- What to do
Starting at the line that contains "For each instance of the zeppelin", quote every line through the end of the entries, word for word, skipping the pictures.

Entries from a point annotation set
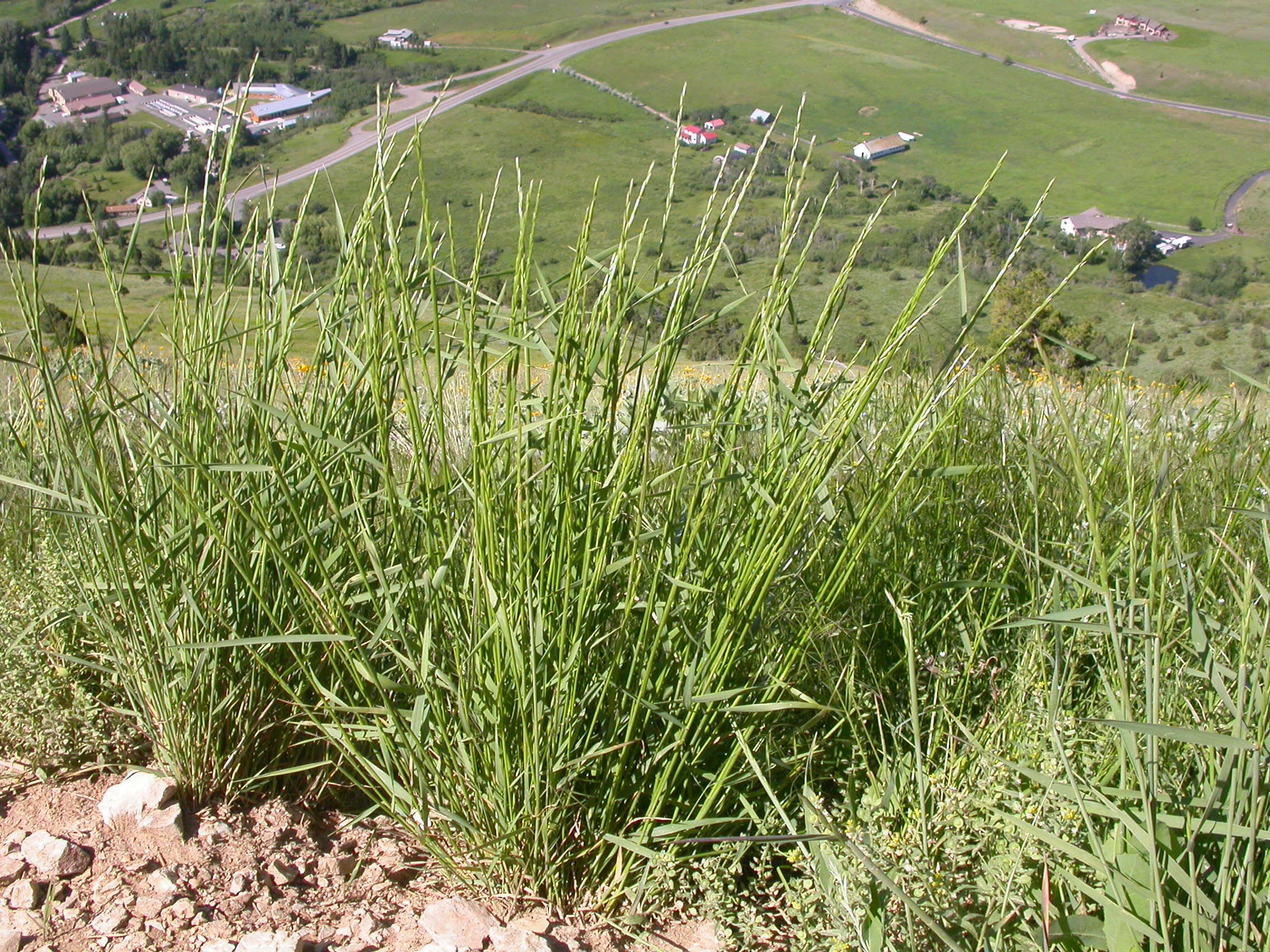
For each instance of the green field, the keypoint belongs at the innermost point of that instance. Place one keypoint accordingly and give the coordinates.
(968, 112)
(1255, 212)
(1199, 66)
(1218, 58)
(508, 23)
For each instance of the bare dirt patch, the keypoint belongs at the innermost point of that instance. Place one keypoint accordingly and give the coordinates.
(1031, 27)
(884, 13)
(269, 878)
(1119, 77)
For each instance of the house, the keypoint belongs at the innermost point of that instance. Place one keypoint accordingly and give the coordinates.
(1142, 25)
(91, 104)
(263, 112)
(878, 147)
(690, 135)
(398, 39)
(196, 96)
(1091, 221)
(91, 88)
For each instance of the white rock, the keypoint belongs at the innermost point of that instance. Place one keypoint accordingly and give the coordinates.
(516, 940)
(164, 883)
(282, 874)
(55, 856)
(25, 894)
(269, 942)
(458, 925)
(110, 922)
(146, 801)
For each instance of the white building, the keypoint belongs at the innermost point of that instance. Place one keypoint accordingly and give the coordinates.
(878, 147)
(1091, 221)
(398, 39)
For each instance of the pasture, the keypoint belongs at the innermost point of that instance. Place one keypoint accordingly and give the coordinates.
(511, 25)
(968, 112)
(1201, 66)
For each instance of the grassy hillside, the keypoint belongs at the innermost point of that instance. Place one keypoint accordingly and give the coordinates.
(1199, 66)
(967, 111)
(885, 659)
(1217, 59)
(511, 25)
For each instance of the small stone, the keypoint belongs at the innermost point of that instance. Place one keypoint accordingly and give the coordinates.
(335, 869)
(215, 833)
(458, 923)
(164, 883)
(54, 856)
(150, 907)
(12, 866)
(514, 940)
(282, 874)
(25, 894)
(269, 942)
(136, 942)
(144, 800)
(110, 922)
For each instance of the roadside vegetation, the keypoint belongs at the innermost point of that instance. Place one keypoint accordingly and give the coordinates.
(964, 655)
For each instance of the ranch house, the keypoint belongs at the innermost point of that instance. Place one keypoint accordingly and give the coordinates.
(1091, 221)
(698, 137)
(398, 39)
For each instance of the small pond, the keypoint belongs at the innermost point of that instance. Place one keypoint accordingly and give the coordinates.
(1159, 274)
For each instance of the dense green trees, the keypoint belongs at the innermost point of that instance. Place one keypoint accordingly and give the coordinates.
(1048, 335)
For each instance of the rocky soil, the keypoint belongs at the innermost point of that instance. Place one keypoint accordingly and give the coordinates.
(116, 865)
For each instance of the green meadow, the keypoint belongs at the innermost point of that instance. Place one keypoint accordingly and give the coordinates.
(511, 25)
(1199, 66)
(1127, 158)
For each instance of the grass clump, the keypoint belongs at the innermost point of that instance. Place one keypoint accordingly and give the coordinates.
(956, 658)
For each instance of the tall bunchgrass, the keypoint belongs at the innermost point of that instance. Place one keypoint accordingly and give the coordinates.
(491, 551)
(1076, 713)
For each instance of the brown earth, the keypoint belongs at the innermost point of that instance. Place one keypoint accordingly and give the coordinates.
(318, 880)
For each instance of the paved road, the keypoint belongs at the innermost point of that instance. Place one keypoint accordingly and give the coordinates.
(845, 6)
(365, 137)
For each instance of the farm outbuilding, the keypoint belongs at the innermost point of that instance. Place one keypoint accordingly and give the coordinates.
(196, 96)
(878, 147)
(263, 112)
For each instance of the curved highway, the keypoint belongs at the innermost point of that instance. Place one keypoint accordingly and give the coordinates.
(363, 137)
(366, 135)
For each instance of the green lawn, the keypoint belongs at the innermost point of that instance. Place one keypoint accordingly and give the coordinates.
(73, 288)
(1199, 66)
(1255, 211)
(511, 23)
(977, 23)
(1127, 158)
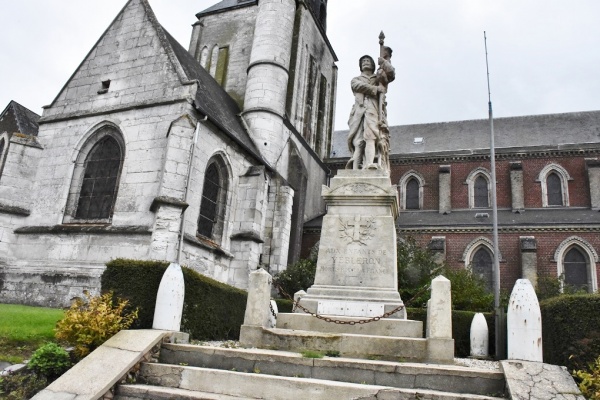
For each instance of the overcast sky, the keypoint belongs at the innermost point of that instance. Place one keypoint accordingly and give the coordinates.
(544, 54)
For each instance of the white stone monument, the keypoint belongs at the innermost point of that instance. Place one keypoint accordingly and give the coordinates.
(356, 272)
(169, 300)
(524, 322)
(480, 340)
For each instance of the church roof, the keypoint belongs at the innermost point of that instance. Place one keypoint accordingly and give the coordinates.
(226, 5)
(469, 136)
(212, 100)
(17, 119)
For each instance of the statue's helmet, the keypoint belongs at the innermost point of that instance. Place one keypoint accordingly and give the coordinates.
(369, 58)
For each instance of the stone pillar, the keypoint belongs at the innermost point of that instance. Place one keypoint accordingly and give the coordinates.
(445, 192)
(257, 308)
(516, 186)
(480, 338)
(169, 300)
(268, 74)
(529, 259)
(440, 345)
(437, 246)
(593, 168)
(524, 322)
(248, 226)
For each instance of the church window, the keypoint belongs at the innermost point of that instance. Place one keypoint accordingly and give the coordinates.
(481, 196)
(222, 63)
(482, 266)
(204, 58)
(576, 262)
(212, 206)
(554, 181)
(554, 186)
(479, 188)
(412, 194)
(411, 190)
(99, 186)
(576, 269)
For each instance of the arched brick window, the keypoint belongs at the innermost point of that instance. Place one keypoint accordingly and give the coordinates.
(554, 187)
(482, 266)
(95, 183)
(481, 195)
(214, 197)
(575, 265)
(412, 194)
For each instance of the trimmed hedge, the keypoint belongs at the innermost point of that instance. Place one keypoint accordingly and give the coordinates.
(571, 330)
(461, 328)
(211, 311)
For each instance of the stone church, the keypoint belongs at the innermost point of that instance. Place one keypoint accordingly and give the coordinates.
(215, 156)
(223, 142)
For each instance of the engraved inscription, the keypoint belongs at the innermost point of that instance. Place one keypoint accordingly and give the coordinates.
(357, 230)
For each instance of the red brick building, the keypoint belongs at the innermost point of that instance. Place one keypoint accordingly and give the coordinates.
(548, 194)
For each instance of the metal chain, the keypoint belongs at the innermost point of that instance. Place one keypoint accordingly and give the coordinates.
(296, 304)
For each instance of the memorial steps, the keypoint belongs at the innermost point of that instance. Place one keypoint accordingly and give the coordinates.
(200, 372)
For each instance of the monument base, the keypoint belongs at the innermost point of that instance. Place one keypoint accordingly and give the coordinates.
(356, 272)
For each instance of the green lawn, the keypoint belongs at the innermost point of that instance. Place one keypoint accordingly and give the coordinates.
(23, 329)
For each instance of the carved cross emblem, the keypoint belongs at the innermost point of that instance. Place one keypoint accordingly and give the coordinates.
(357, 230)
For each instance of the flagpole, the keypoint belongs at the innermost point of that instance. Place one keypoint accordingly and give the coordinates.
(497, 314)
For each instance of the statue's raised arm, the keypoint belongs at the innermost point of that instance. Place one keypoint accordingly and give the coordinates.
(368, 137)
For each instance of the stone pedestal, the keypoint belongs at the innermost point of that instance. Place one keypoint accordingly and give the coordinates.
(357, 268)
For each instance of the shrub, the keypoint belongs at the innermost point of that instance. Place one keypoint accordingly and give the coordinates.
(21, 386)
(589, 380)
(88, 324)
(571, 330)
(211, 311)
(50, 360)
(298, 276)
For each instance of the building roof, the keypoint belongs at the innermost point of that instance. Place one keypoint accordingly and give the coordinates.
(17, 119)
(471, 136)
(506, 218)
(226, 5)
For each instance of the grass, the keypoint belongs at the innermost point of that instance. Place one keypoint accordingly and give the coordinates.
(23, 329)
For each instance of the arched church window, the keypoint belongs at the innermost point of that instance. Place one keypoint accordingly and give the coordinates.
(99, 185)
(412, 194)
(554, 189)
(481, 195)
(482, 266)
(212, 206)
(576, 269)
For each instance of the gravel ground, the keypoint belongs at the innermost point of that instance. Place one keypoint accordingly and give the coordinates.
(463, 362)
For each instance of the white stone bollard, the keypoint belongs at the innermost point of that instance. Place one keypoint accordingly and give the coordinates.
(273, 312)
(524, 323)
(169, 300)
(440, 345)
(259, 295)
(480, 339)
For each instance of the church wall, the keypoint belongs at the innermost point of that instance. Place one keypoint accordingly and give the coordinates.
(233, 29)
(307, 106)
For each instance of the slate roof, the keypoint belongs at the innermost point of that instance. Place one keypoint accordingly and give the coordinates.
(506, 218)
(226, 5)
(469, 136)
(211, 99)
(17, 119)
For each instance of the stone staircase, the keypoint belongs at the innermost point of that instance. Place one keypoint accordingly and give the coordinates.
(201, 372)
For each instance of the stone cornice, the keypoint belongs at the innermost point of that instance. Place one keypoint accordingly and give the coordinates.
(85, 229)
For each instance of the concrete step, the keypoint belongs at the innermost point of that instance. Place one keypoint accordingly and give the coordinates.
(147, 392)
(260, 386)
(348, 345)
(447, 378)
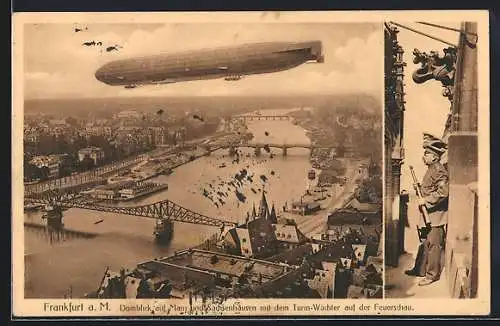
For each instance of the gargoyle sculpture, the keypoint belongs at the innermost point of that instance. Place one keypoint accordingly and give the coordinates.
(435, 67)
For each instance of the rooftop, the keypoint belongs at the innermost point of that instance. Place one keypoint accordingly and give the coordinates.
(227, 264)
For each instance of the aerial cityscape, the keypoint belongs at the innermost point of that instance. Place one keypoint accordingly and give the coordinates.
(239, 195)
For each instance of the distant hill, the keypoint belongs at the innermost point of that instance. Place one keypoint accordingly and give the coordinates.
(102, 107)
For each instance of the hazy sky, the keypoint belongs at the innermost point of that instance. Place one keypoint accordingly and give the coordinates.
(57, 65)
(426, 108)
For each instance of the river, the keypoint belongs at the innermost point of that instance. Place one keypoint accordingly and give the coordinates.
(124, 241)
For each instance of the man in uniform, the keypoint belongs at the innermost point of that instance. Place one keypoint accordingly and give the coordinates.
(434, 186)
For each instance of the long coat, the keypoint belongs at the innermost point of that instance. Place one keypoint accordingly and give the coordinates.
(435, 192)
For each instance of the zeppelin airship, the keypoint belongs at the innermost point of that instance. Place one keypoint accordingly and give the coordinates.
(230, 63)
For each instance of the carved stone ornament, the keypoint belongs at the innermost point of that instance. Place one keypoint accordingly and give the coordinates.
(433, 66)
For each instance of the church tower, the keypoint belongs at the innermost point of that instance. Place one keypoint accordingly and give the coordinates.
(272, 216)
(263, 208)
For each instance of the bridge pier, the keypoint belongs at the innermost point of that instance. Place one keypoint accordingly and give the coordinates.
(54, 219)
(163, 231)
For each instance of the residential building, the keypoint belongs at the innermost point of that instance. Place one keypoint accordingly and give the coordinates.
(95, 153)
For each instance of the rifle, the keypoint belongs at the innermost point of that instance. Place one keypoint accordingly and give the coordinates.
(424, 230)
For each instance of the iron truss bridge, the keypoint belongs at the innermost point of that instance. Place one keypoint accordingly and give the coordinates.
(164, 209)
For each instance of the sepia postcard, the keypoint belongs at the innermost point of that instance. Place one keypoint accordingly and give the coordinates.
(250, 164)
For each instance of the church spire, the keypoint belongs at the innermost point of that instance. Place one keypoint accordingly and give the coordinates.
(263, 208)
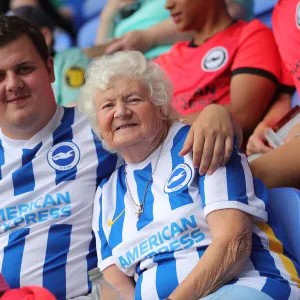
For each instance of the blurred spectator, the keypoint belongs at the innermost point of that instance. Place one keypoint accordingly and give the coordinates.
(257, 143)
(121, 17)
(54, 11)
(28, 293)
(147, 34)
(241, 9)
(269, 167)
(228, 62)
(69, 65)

- The output
For each instance of the zeppelin airship, the keypoint belongs at the innermost point of that instance. Place one keypoint accordingly and give the coordinates.
(230, 63)
For each instance of the carved stone ornament, the keypoint belongs at the innermost point of that instance. Place one keypoint accordingly and give the coordinates.
(433, 66)
For each instance of the church tower, the keypoint belongs at the innermost point of that instance. Place one keypoint accordingly and give the coordinates.
(272, 216)
(263, 208)
For each instance of the bridge pier, the keypoint belongs at the innermost point of that instance. Place one keypoint accordingly and give the coordinates.
(54, 219)
(163, 231)
For each instance of the residential building, the keypoint belongs at the innermost point of that instance. Place one keypoint accordingly and give the coordinates.
(95, 153)
For each instance of the rifle, the keypoint belongs at the innermost point of that instance. Place one keypoint accordingly and give the coordinates.
(424, 230)
For each instance of the iron truss bridge, the keypoint belongs at the innermost point of that instance. Place one keypoint accordingly and give the coordinates.
(164, 209)
For each instance of the sepia postcard, the keypoint belongs at the innermost point of that instance. Place one keypoint accordingly and give the coordinates.
(250, 164)
For each instance of the church spire, the keypoint belongs at the innermost point of that instance. Place one keypoint accordingly and give the coordinates.
(263, 208)
For each instance of the blurred spectator, the keypoint belongs at the innermost point of that instance. Place one keypoint accordingly and give the coordinates.
(257, 143)
(121, 17)
(54, 11)
(28, 293)
(147, 34)
(241, 9)
(269, 167)
(228, 62)
(69, 65)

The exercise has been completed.